From the line that contains "the bee's striped" to the last line of the data below, transcribe every line exactly. Do not include the pictures.

==== INPUT ROWS

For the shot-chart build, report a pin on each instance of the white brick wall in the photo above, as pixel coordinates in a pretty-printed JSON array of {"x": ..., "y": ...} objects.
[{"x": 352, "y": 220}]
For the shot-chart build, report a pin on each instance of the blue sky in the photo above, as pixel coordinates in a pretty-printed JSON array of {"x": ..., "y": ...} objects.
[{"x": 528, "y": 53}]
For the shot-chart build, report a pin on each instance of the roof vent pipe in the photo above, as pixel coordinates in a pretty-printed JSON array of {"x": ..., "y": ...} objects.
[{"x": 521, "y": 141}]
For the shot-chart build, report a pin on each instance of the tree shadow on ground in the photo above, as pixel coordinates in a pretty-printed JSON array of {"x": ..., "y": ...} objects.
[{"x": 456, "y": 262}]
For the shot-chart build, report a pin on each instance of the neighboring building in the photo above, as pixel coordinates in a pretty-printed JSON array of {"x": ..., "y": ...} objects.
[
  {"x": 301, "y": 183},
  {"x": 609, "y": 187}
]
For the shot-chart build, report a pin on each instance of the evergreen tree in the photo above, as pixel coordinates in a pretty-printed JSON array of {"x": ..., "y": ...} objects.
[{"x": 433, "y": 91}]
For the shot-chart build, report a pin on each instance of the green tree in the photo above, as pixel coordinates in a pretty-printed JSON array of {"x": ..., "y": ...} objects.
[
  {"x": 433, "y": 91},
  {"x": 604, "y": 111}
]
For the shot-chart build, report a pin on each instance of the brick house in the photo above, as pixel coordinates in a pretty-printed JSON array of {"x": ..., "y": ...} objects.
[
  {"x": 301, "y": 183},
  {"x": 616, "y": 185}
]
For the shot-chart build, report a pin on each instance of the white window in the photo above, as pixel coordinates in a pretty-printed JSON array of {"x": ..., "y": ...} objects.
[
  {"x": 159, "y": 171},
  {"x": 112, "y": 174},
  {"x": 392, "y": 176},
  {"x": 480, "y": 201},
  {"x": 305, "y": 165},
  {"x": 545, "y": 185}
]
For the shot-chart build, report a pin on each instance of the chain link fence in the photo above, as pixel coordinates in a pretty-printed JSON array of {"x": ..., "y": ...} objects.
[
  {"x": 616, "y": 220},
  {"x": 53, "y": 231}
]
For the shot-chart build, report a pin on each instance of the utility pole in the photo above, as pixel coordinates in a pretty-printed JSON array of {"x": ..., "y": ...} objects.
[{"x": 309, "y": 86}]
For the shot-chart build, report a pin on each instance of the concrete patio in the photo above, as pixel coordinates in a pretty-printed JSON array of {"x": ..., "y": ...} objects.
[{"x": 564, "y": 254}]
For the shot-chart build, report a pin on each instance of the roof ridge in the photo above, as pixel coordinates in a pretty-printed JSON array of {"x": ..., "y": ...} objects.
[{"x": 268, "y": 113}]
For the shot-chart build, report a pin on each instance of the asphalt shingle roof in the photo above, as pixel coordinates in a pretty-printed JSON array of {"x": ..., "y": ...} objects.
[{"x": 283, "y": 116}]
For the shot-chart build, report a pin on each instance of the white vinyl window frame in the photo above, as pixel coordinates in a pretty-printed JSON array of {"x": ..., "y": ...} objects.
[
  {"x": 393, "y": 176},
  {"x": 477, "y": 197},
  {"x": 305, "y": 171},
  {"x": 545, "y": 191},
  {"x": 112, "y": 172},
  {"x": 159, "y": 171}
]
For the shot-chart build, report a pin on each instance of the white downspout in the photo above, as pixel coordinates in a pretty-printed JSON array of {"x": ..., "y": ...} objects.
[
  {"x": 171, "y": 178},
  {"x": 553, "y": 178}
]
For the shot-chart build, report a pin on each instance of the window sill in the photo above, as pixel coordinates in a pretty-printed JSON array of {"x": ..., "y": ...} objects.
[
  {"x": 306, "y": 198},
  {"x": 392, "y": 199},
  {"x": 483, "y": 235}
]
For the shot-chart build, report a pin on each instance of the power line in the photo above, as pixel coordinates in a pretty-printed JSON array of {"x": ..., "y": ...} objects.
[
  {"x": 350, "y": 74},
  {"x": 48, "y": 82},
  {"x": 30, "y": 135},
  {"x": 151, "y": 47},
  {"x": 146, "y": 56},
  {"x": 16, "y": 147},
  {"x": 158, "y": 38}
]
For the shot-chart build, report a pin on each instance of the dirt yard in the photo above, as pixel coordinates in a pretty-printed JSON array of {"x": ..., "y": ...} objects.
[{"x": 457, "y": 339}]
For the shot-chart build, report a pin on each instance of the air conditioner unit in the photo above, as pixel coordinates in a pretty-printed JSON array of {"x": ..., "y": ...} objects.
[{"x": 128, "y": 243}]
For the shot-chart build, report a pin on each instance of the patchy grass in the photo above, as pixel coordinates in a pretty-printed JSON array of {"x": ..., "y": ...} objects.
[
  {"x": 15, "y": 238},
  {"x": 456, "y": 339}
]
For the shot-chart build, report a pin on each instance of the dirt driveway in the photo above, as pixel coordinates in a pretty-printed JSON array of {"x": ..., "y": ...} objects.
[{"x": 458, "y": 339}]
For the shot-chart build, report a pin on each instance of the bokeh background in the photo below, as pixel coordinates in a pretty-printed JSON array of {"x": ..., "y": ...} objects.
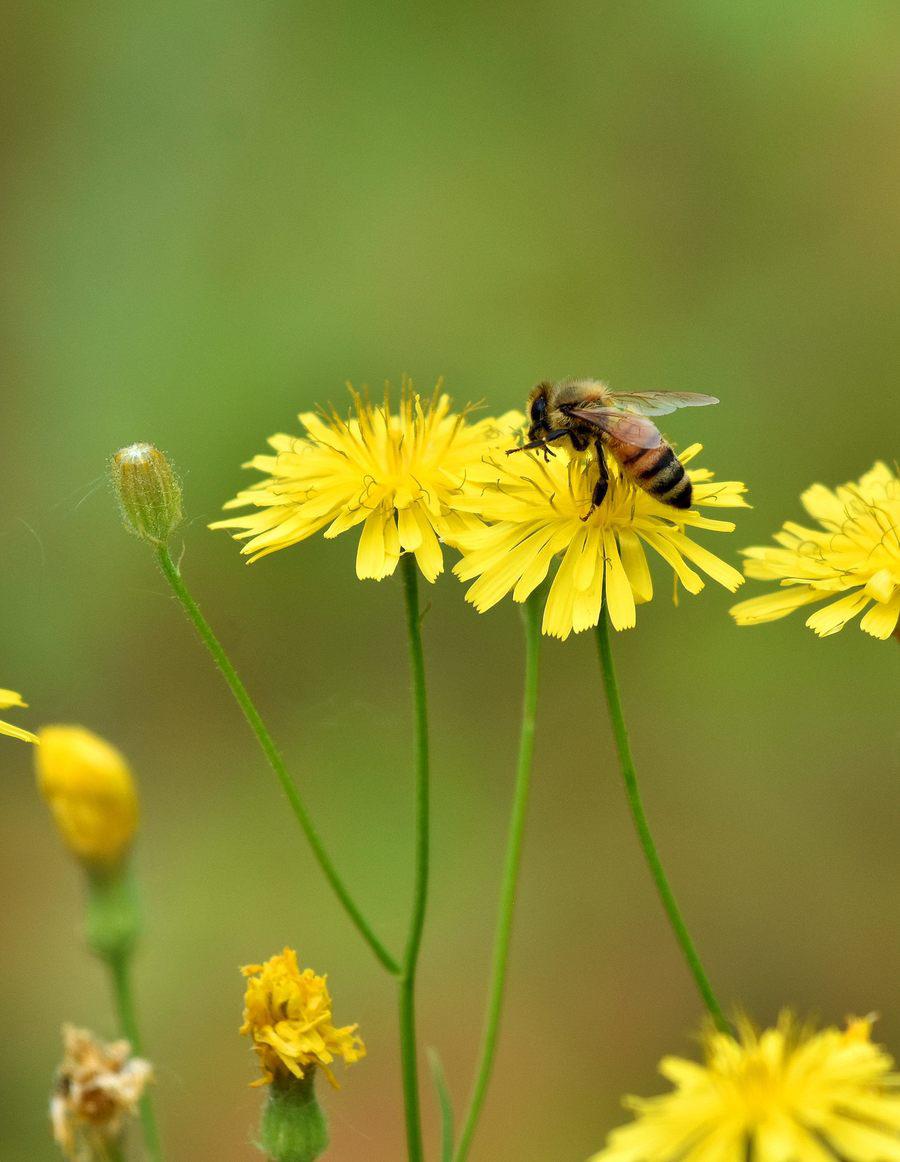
[{"x": 218, "y": 213}]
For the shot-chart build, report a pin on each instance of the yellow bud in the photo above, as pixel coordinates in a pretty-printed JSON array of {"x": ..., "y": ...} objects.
[
  {"x": 148, "y": 490},
  {"x": 90, "y": 789}
]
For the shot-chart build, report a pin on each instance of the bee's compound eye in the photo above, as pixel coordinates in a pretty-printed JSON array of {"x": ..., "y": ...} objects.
[{"x": 539, "y": 410}]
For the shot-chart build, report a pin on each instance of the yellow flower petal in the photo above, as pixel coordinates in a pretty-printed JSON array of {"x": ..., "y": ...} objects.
[
  {"x": 397, "y": 473},
  {"x": 287, "y": 1013},
  {"x": 537, "y": 510},
  {"x": 785, "y": 1095},
  {"x": 880, "y": 621},
  {"x": 856, "y": 553}
]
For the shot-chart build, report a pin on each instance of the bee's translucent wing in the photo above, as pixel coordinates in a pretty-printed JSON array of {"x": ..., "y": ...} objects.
[
  {"x": 623, "y": 425},
  {"x": 660, "y": 403}
]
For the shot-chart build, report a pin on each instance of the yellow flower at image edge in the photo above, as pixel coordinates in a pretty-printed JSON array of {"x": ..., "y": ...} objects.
[
  {"x": 535, "y": 511},
  {"x": 90, "y": 790},
  {"x": 9, "y": 698},
  {"x": 395, "y": 473},
  {"x": 287, "y": 1012},
  {"x": 784, "y": 1095},
  {"x": 854, "y": 557}
]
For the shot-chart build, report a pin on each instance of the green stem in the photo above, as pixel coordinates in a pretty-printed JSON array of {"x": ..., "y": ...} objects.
[
  {"x": 120, "y": 970},
  {"x": 407, "y": 999},
  {"x": 630, "y": 776},
  {"x": 209, "y": 639},
  {"x": 531, "y": 616}
]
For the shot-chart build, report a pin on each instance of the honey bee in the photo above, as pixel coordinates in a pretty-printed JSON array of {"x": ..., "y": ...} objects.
[{"x": 587, "y": 411}]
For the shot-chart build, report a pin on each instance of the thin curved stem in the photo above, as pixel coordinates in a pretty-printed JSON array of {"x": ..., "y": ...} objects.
[
  {"x": 172, "y": 574},
  {"x": 630, "y": 776},
  {"x": 531, "y": 617},
  {"x": 120, "y": 972},
  {"x": 407, "y": 999}
]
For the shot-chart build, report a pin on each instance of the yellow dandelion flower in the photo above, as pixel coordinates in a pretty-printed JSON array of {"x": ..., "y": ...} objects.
[
  {"x": 9, "y": 698},
  {"x": 287, "y": 1012},
  {"x": 784, "y": 1095},
  {"x": 534, "y": 511},
  {"x": 98, "y": 1088},
  {"x": 395, "y": 473},
  {"x": 90, "y": 790},
  {"x": 855, "y": 554}
]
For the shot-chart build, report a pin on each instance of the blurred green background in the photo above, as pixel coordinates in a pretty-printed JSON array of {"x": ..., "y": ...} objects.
[{"x": 215, "y": 215}]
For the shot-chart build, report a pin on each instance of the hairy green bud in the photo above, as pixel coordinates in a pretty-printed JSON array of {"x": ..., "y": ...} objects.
[
  {"x": 149, "y": 492},
  {"x": 293, "y": 1127}
]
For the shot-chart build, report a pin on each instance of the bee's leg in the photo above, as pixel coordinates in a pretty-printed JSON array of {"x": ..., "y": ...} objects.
[
  {"x": 600, "y": 488},
  {"x": 540, "y": 443}
]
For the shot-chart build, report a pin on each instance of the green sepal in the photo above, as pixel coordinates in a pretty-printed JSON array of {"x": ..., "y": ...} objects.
[
  {"x": 293, "y": 1127},
  {"x": 113, "y": 916}
]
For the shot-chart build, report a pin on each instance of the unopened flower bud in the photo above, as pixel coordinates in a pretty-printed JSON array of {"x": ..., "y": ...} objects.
[
  {"x": 148, "y": 490},
  {"x": 90, "y": 790}
]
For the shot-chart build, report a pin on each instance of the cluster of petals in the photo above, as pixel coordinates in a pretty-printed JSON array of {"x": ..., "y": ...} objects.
[
  {"x": 855, "y": 557},
  {"x": 287, "y": 1013},
  {"x": 534, "y": 510},
  {"x": 783, "y": 1095},
  {"x": 8, "y": 700},
  {"x": 395, "y": 472}
]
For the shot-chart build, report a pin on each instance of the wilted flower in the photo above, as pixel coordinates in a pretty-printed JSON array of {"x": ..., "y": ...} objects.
[
  {"x": 396, "y": 473},
  {"x": 287, "y": 1012},
  {"x": 90, "y": 789},
  {"x": 784, "y": 1095},
  {"x": 9, "y": 698},
  {"x": 98, "y": 1088},
  {"x": 535, "y": 511},
  {"x": 856, "y": 554}
]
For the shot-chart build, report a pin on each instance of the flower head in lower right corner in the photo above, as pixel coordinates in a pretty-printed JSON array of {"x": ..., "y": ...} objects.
[
  {"x": 850, "y": 564},
  {"x": 786, "y": 1094}
]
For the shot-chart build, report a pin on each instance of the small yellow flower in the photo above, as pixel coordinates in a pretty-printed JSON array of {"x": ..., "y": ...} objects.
[
  {"x": 90, "y": 790},
  {"x": 784, "y": 1095},
  {"x": 98, "y": 1088},
  {"x": 856, "y": 553},
  {"x": 287, "y": 1012},
  {"x": 397, "y": 474},
  {"x": 534, "y": 513},
  {"x": 11, "y": 698}
]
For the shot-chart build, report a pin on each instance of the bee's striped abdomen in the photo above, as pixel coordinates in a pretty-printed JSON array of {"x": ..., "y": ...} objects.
[{"x": 656, "y": 470}]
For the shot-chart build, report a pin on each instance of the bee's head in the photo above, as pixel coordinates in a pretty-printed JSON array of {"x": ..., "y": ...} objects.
[{"x": 538, "y": 407}]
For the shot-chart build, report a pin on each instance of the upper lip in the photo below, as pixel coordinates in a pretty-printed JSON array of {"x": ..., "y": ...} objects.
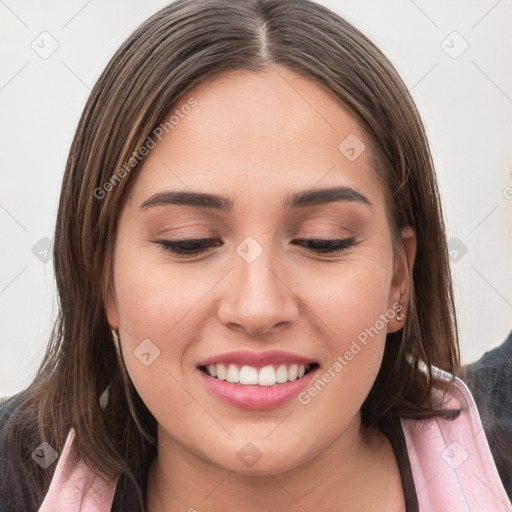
[{"x": 256, "y": 359}]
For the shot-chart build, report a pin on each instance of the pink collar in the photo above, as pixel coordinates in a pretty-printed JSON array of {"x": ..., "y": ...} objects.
[{"x": 451, "y": 463}]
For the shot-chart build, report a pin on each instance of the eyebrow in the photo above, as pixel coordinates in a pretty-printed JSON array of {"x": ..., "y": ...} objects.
[{"x": 301, "y": 199}]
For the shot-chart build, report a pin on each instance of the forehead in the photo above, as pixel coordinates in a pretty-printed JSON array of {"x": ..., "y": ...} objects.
[{"x": 258, "y": 134}]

========

SOLVED EXERCISE -
For the shot-chart build, report a pin on each instance of the bee's striped abdomen in the photo above, as pixel coordinates in a pretty-printed JSON array of {"x": ..., "y": ...} objects.
[{"x": 656, "y": 470}]
For the shot-chart build, report a pin on each instance of the bee's head in the photo above, as pixel coordinates in a pretty-printed JSON array of {"x": ..., "y": ...} objects.
[{"x": 538, "y": 407}]
For the shot-chart build, report a pin on each instance of the upper lip in the photo below, as pixel coordinates in a pretty-printed JSON array of {"x": ..., "y": ...} objects.
[{"x": 256, "y": 359}]
For the shot-chart build, report a pin on each instance of the pink collar in the photo above, as pixel coordinates in a pretty-printed JSON array of {"x": ..., "y": ...} objects.
[{"x": 451, "y": 463}]
For the shot-chart build, report a pin on each instance of the eyebrow in the photo above, as pixel coordinates in a pretty-printed JSON array of {"x": ..., "y": ...} objects.
[{"x": 301, "y": 199}]
For the shot-chart build, report a pin on each instance of the forehead in the photo above, as pixel coordinates in a pretty-printed JSON array of {"x": ..., "y": ...} objects.
[{"x": 258, "y": 134}]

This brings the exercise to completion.